* Selected excerpt *
Grinding: Slightly off-topic but I do think it's relevant: Max Fox's piece in The New Inquiry about the implications of cruising app Grindr on the gay community. Raising questions about visibility, activism, affective labor, and the way that technology automates desire and the gaze, this piece is relevant. "Grindr, which relieves you of most of the affective labor of cruising, with its risks and inefficiencies—mastering the elaborate signals, locating potential recipients but not eyeing the wrong guy, walking a body vulnerable to attack or arrest on the street—makes sense only once the old world that labor produced no longer exists. This is well within the familiar neoliberal practice of revolutionizing production processes by externalizing risk onto more precarious workers elsewhere."

Writer, editor, and founder of literary journal TriQuarterly Charles Newman.
Possibly too good-looking for his own good, per Boyers.

"Life is worth living only in the contemplation of beauty": Intriguing, poetic essay from Robert Boyers about the physical beauty of writer Charles Newman, and how that intersected with the morality of Newman and those who surrounded him. "He was not, to be sure, what typically passes for a beautiful character, not if that epithet is intended to identify an exalted moral stature. At times I felt that Charlie’s beauty got in the way of any reasonable estimation I might make of him as a person, and I wondered—only a little—at my own ability to be moved, consoled, by a beauty that could seem, at such moments, mainly skin-deep."

Blast from the past: Why did it take a "retro beauty" slideshow for me to realize that Salon Selectives was a relic of the '90s?

Web of beauty: I'm loving Beautiful in Theory's "Web of Beauty," which ties together philosophy, cosmetics, media, myth, and gender to look at how we construct and appreciate beauty. Eager to read more from Carina, who is writing her dissertation on images of beauty in post-1980s fiction, which I certainly hope includes Sweet Valley High.

"Is that a weave?": Great piece at Clutch for people who question the humor of "Shit White Girls Say to Black Girls." "When a college friend told me that I was 'cute for a black girl,' her statement had weight. It was spoken to a black woman on a campus with a 2 percent black population, in a state where black people were equally scarce, in a country where race bias is still pervasive. She was speaking in a culture where her own white features were prized and considered beautiful and mine were not.... She was speaking in a town where there was not one salon that did African American hair and no drug store that carried beauty products geared toward black women. Had I offered that she was 'cute for a white girl,' it would have been plenty offensive, but would have different context and far less weight. She had racial privilege; I did not."

* Stored data *
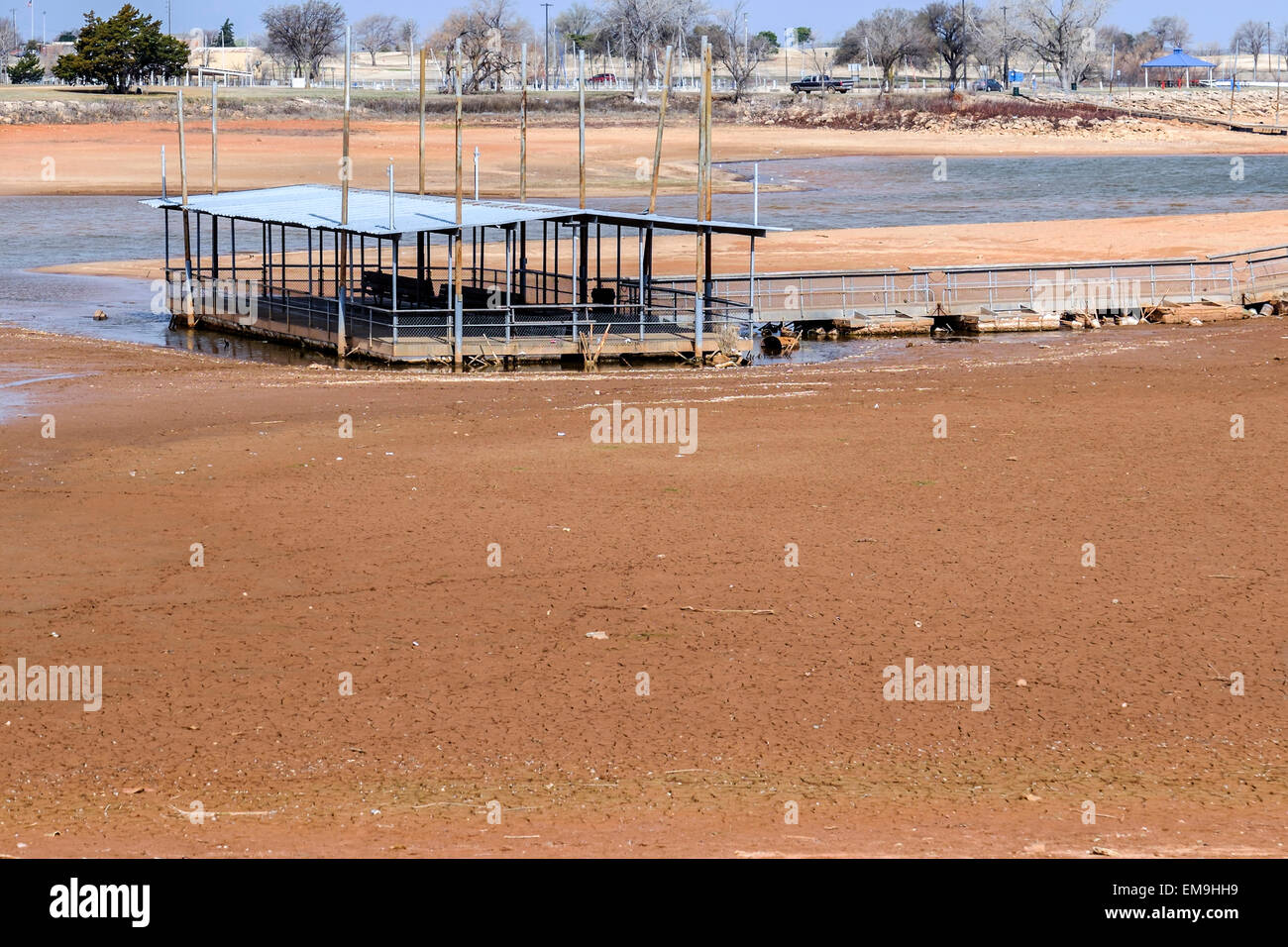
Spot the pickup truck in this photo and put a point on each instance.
(820, 84)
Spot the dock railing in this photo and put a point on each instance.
(1046, 287)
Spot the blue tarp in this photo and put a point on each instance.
(1179, 59)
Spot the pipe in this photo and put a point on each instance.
(421, 140)
(523, 127)
(661, 123)
(581, 129)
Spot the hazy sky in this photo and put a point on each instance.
(1210, 22)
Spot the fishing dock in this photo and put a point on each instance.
(536, 282)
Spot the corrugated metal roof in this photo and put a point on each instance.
(1177, 59)
(318, 206)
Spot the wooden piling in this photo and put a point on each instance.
(214, 136)
(460, 232)
(187, 227)
(581, 129)
(346, 172)
(421, 140)
(661, 124)
(523, 125)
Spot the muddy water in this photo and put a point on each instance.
(829, 192)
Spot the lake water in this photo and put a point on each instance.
(833, 192)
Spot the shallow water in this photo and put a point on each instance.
(829, 192)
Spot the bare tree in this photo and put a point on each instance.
(992, 40)
(301, 34)
(8, 42)
(489, 35)
(947, 26)
(733, 46)
(1061, 34)
(578, 25)
(635, 27)
(889, 35)
(1170, 31)
(1252, 37)
(407, 33)
(376, 34)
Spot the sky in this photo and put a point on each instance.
(1209, 22)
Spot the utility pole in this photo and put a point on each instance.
(546, 48)
(1006, 52)
(964, 42)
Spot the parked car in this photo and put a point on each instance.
(820, 84)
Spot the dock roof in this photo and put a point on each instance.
(318, 206)
(1177, 59)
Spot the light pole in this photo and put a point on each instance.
(1006, 51)
(546, 50)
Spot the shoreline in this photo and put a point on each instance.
(746, 711)
(926, 245)
(257, 154)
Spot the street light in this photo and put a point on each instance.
(1006, 51)
(546, 51)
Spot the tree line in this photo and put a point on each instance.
(1067, 37)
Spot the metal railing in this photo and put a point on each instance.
(1041, 287)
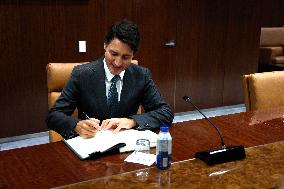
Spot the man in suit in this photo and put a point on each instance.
(110, 90)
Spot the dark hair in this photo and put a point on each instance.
(126, 31)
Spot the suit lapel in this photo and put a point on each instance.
(126, 91)
(100, 88)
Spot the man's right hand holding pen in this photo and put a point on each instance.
(87, 128)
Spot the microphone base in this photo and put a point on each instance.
(222, 155)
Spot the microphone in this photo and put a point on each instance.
(220, 155)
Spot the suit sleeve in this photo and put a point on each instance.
(59, 116)
(157, 111)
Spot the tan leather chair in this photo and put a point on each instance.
(263, 90)
(271, 50)
(57, 76)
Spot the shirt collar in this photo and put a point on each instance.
(109, 75)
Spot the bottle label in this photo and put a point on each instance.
(164, 146)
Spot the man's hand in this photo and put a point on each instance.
(118, 123)
(88, 128)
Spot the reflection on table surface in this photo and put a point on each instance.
(53, 165)
(263, 168)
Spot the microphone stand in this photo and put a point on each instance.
(220, 155)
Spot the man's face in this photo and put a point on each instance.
(118, 56)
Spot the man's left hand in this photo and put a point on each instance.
(117, 124)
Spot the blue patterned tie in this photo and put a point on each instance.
(113, 97)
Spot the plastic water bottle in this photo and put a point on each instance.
(164, 148)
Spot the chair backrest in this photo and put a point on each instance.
(263, 90)
(57, 76)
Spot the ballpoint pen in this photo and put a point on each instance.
(86, 116)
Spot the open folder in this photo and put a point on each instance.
(109, 142)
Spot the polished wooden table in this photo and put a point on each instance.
(54, 165)
(263, 168)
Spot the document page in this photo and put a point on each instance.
(107, 139)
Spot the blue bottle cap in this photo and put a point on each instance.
(164, 128)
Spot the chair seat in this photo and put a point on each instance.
(278, 60)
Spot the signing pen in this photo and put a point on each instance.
(87, 117)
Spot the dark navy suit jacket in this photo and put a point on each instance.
(86, 91)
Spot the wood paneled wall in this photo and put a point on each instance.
(216, 42)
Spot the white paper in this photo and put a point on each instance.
(106, 139)
(141, 158)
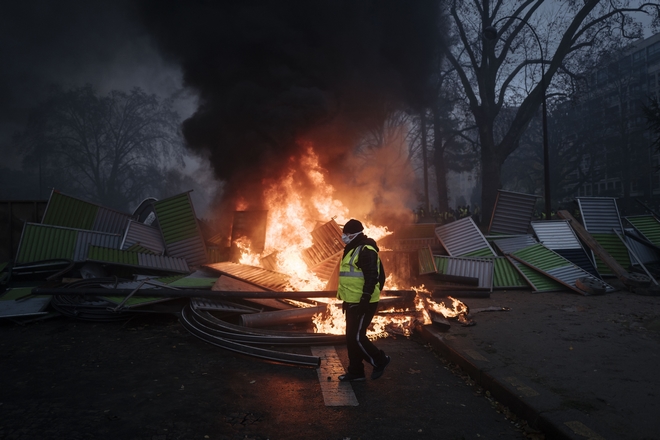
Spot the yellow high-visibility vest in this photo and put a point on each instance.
(351, 278)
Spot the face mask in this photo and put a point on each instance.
(347, 238)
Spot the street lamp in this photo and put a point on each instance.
(490, 33)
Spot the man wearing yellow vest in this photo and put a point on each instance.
(361, 278)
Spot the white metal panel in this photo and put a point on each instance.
(480, 268)
(513, 212)
(110, 221)
(556, 234)
(513, 244)
(461, 237)
(144, 235)
(192, 249)
(87, 238)
(600, 215)
(163, 263)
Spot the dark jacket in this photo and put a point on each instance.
(367, 263)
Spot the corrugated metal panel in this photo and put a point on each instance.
(414, 231)
(144, 235)
(255, 275)
(426, 261)
(553, 265)
(194, 282)
(138, 248)
(513, 244)
(106, 255)
(162, 262)
(481, 268)
(538, 281)
(485, 252)
(505, 275)
(44, 242)
(615, 248)
(176, 218)
(41, 242)
(462, 237)
(641, 251)
(600, 215)
(569, 274)
(67, 211)
(87, 238)
(324, 270)
(135, 259)
(512, 213)
(580, 258)
(411, 244)
(556, 234)
(10, 308)
(192, 249)
(541, 257)
(327, 243)
(181, 233)
(648, 227)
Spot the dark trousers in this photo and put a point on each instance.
(359, 346)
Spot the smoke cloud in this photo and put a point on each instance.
(272, 74)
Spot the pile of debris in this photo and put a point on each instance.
(88, 262)
(553, 255)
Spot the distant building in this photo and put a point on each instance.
(609, 140)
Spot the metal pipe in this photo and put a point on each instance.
(199, 293)
(280, 317)
(289, 358)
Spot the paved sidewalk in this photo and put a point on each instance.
(576, 367)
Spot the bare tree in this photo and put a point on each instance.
(111, 149)
(506, 71)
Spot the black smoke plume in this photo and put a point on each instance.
(269, 73)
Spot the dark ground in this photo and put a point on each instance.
(150, 379)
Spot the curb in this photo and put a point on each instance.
(500, 390)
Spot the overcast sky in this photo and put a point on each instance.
(72, 43)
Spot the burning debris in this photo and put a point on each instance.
(277, 283)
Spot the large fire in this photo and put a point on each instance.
(293, 212)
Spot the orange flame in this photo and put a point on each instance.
(293, 211)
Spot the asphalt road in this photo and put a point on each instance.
(150, 379)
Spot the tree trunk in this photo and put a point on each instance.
(490, 184)
(425, 161)
(440, 166)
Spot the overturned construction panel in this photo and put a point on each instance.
(538, 281)
(143, 235)
(600, 215)
(136, 259)
(513, 244)
(257, 276)
(506, 276)
(412, 237)
(512, 213)
(44, 242)
(648, 227)
(70, 212)
(17, 302)
(640, 248)
(480, 268)
(326, 250)
(426, 261)
(181, 233)
(616, 249)
(558, 236)
(555, 266)
(462, 237)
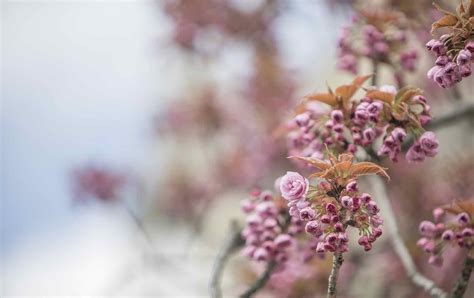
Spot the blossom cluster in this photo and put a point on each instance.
(382, 113)
(268, 234)
(371, 37)
(450, 68)
(457, 230)
(333, 205)
(453, 50)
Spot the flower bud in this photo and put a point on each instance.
(447, 235)
(307, 213)
(427, 228)
(337, 116)
(437, 214)
(346, 201)
(463, 218)
(331, 208)
(247, 206)
(436, 260)
(314, 228)
(302, 119)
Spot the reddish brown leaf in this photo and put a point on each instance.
(406, 93)
(346, 157)
(446, 21)
(322, 97)
(380, 95)
(347, 91)
(368, 168)
(359, 80)
(314, 162)
(342, 168)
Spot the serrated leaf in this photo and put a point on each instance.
(314, 162)
(446, 21)
(367, 168)
(380, 95)
(347, 91)
(442, 10)
(346, 157)
(359, 80)
(406, 93)
(416, 108)
(322, 97)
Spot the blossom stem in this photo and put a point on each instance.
(231, 244)
(261, 281)
(337, 261)
(463, 281)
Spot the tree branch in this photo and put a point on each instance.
(337, 260)
(231, 244)
(380, 193)
(463, 281)
(261, 281)
(462, 111)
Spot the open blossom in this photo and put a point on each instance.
(455, 228)
(270, 235)
(450, 68)
(454, 49)
(365, 38)
(293, 186)
(426, 145)
(336, 204)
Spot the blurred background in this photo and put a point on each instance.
(131, 130)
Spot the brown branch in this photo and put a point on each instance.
(337, 260)
(261, 281)
(463, 281)
(231, 244)
(462, 111)
(380, 193)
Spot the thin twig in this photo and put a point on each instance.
(462, 111)
(231, 244)
(417, 278)
(463, 281)
(337, 260)
(261, 281)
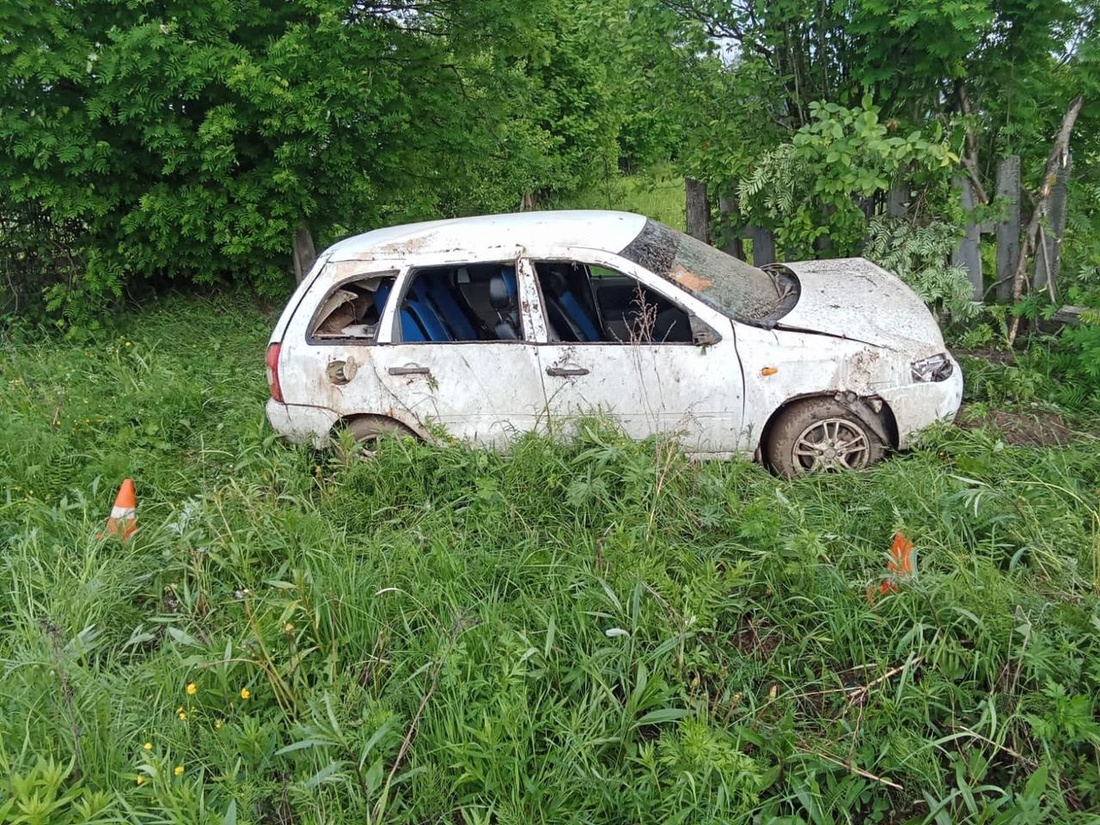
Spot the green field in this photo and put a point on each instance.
(595, 631)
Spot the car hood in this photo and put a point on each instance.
(856, 299)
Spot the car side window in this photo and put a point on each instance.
(352, 310)
(457, 304)
(590, 304)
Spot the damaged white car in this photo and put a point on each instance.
(492, 326)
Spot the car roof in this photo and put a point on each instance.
(586, 228)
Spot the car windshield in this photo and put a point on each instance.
(743, 292)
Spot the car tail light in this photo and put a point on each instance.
(937, 367)
(273, 372)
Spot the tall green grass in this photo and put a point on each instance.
(592, 631)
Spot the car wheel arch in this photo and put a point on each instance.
(370, 426)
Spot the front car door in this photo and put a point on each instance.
(616, 340)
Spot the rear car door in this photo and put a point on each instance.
(453, 353)
(622, 342)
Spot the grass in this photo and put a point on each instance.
(658, 194)
(594, 631)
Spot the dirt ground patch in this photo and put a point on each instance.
(1029, 428)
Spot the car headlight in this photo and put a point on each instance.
(934, 367)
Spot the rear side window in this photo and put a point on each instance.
(353, 309)
(460, 304)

* Complete the following *
• A. According to the beauty roundup, what is Carina writing her dissertation on?
• B. Set down, word for word, the stretch of the beauty roundup from "Blast from the" through "Sweet Valley High.".

* Expected results *
• A. Images of beauty in post-1980s fiction.

• B.
Blast from the past: Why did it take a "retro beauty" slideshow for me to realize that Salon Selectives was a relic of the '90s?

Web of beauty: I'm loving Beautiful in Theory's "Web of Beauty," which ties together philosophy, cosmetics, media, myth, and gender to look at how we construct and appreciate beauty. Eager to read more from Carina, who is writing her dissertation on images of beauty in post-1980s fiction, which I certainly hope includes Sweet Valley High.